A history of allergies is associated with a lower risk of some cancers (including cervical, esophageal, laryngeal, colorectal) and possibly a higher risk of others (bladder, prostate). Allergies are a hyperactivation of the immune response and involve immune cell infiltration. A history of allergies may be inversely associated with the risk of some cancers either because of heightened immune surveillance, or due to effects of allergy symptoms themselves either ridding cancer causing agents from the body, or causing behavior modifications which reduce exposure to such agents. Few studies have investigated the relationship between a history of allergies and oral squamous cell carcinoma (OSCC). Of those, some failed to account for human papilloma virus (HPV) infection, which is a cause of some cancers and which may be associated with both OSCC risk and a history of allergy.
Dr. Marni Stott-Miller and colleagues in the Public Health Sciences Division tested the hypothesis that oral squamous cell carcinoma (OSCC) risk is lower in persons with a history of allergies. They also accounted for evidence of HPV infection, which they hypothesized would correlate with a weaker immune response (i.e. fewer allergies) and with increased OSCC risk. This is also the first study to distinguish between different types of allergens in OSCC, to further inform our understanding of the potential biological mechanisms.
Investigators included WA state residents 18-65 years old diagnosed with OSCC between 1985-1995 (n=400), as well as a comparison (control) group of persons of similar age and sex with no history of oral cancer (n=613), recruited by random digit telephone dialing. Participants answered questions about demographics, lifestyle, and medical factors prior to the reference date. (For OSCC cases, this was the date of diagnosis; for controls a date was randomly signed in a similar distribution to the cases’ diagnosis dates. Investigators used logistic regression to estimate odds ratios (ORs) and 95% confidence intervals (CIs), and accounted for differences in age, sex, race, education, and history of smoking and alcohol use. Some analyses also accounted for differences in HPV infection status, and OSCC tumor site.
■ ■ ■ ■ ■ ■ ■
Your goal » Write out everything in the allergy and mouth cancer text from "Investigators included WA" down to "OSCC tumor site.", word for word.
■ ■ ■ ■ ■ ■ ■
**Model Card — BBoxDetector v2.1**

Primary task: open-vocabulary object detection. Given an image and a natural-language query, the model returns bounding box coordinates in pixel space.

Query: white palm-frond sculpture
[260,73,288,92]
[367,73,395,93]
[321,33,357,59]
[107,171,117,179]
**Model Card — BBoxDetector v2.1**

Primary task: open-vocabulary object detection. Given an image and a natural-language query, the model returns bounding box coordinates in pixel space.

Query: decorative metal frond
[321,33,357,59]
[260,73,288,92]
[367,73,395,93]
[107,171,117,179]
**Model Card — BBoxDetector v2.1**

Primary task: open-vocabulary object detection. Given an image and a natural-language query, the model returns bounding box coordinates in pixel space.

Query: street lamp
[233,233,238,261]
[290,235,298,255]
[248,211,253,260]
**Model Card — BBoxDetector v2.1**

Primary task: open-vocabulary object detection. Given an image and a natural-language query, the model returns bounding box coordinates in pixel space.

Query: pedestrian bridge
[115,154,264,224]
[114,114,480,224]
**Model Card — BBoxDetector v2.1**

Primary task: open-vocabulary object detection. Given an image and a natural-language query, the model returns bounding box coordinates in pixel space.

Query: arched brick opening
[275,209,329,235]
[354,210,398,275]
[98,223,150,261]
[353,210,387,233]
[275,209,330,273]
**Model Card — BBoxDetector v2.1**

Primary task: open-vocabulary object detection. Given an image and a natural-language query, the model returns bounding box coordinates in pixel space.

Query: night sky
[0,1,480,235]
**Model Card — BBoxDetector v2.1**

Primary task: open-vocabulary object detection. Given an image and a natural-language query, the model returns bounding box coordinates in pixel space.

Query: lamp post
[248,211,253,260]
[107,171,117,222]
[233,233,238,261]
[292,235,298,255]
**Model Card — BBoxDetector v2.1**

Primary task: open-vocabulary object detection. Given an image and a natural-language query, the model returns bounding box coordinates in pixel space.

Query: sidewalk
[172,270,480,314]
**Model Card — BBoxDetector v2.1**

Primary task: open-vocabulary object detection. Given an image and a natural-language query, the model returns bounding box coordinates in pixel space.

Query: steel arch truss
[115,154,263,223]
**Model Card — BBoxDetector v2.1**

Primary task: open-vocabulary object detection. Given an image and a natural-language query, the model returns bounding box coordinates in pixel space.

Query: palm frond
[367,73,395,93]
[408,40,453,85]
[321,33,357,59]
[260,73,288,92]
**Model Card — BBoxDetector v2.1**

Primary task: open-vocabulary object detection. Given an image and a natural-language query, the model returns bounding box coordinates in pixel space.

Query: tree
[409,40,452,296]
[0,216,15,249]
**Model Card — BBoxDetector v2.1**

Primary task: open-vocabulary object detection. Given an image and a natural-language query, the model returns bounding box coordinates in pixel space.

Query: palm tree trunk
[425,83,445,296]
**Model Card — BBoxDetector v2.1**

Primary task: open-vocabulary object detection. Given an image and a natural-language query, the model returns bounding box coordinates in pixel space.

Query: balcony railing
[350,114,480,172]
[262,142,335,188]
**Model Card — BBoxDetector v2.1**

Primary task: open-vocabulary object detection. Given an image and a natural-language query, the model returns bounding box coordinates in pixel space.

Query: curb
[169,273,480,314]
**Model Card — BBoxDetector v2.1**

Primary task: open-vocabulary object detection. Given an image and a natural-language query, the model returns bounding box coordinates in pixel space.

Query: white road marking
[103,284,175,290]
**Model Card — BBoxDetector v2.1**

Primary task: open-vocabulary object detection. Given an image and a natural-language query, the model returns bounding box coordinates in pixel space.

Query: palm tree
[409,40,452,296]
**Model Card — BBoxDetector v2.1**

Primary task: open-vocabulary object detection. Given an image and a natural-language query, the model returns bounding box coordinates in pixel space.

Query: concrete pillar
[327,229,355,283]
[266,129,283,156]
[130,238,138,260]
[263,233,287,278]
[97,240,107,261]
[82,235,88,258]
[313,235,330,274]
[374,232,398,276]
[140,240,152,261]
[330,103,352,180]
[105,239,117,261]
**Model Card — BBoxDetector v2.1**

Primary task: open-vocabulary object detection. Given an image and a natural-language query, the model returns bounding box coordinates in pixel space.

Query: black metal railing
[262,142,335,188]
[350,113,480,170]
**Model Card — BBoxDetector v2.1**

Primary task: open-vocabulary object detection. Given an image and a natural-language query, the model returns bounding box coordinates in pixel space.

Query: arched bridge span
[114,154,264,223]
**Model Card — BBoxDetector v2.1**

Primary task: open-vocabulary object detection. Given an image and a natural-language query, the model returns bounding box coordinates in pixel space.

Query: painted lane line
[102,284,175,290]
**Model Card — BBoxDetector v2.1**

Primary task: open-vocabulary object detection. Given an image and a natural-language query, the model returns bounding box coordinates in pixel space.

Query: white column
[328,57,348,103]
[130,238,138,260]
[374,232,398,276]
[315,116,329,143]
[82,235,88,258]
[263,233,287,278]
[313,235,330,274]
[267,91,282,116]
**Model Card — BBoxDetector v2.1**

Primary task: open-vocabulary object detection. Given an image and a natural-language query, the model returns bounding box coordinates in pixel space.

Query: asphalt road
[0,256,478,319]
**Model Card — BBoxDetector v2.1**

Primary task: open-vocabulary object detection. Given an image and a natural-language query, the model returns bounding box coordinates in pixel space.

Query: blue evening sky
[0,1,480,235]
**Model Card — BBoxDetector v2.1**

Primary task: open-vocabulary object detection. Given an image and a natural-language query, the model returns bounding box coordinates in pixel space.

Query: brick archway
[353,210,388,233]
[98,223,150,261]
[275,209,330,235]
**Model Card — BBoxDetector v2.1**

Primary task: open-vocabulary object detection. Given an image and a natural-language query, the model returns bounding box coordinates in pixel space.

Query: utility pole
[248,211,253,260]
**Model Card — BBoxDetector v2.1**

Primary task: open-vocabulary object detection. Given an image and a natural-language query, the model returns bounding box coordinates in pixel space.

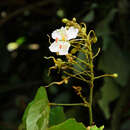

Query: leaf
[49,107,65,126]
[96,8,117,50]
[98,78,119,119]
[90,125,104,130]
[87,125,104,130]
[23,87,50,130]
[98,43,129,86]
[48,119,86,130]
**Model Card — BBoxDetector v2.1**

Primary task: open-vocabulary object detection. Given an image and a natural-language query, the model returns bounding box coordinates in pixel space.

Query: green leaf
[88,125,104,130]
[49,107,65,126]
[98,78,119,119]
[98,43,129,86]
[95,8,117,50]
[23,87,50,130]
[48,119,86,130]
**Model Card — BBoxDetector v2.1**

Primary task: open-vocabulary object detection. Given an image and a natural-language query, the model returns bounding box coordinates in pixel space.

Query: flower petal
[52,27,67,40]
[67,27,79,40]
[59,41,70,55]
[49,42,59,52]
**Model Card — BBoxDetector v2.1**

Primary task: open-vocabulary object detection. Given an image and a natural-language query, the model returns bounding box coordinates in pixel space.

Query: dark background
[0,0,130,130]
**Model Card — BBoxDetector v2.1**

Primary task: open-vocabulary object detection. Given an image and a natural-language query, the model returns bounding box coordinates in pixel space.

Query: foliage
[0,0,130,130]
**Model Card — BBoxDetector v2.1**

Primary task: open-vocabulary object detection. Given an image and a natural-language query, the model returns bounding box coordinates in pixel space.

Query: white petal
[67,27,79,40]
[49,42,59,52]
[59,42,70,55]
[52,27,67,40]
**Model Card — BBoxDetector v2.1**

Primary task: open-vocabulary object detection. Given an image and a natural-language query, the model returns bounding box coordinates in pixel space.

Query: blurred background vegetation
[0,0,130,130]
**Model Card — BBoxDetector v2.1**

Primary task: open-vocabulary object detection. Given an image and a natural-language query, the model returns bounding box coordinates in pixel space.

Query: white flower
[49,27,79,55]
[49,41,70,55]
[7,42,19,52]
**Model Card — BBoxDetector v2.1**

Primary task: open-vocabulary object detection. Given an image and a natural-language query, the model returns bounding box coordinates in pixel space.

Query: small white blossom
[7,42,19,52]
[49,27,79,55]
[49,41,70,55]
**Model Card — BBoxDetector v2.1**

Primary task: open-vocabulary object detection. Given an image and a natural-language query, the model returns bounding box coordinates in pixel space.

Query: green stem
[94,74,115,80]
[49,103,89,107]
[89,43,94,126]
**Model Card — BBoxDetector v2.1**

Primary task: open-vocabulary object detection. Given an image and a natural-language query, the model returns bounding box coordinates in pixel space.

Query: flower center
[59,44,62,49]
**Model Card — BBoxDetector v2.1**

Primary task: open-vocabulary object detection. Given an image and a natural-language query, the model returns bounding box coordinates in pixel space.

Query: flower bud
[62,18,68,23]
[93,37,97,43]
[112,73,118,78]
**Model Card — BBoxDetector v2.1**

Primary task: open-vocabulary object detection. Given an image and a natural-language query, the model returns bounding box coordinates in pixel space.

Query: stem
[49,103,88,107]
[94,74,116,80]
[89,43,94,126]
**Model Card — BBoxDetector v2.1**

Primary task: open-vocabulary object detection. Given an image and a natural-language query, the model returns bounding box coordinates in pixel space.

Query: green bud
[62,18,68,23]
[72,17,76,22]
[112,73,118,78]
[93,37,97,43]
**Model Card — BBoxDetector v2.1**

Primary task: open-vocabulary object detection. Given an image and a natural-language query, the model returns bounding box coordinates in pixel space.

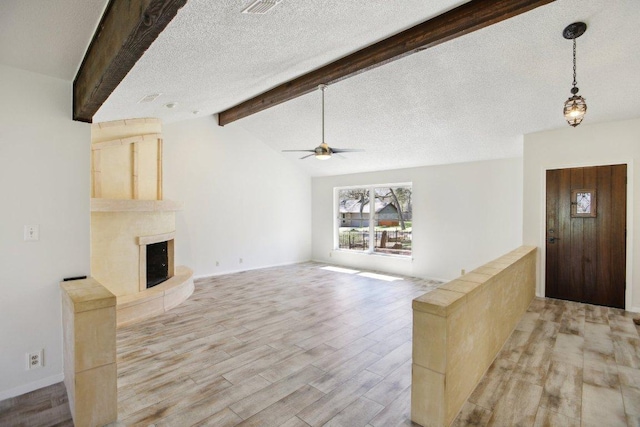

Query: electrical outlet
[27,349,44,370]
[24,225,40,242]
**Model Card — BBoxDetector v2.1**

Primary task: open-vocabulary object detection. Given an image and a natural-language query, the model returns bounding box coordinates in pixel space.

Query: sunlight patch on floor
[358,273,402,282]
[320,265,360,274]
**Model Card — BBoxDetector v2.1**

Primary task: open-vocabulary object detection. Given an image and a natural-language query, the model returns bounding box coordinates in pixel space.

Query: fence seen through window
[338,185,413,256]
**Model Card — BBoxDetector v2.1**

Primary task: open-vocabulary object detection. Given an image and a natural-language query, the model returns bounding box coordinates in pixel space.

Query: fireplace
[147,241,169,288]
[138,232,175,291]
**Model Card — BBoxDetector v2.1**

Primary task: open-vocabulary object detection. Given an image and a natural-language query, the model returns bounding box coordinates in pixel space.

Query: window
[336,184,412,256]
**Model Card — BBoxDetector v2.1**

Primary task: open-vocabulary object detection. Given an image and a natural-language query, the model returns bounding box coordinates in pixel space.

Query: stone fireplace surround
[91,119,194,326]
■ ■ ■ ■ ■ ■ ■
Completed task »
Investigators included WA state residents 18-65 years old diagnosed with OSCC between 1985-1995 (n=400), as well as a comparison (control) group of persons of similar age and sex with no history of oral cancer (n=613), recruited by random digit telephone dialing. Participants answered questions about demographics, lifestyle, and medical factors prior to the reference date. (For OSCC cases, this was the date of diagnosis; for controls a date was randomly signed in a similar distribution to the cases’ diagnosis dates. Investigators used logistic regression to estimate odds ratios (ORs) and 95% confidence intervals (CIs), and accounted for differences in age, sex, race, education, and history of smoking and alcohol use. Some analyses also accounted for differences in HPV infection status, and OSCC tumor site.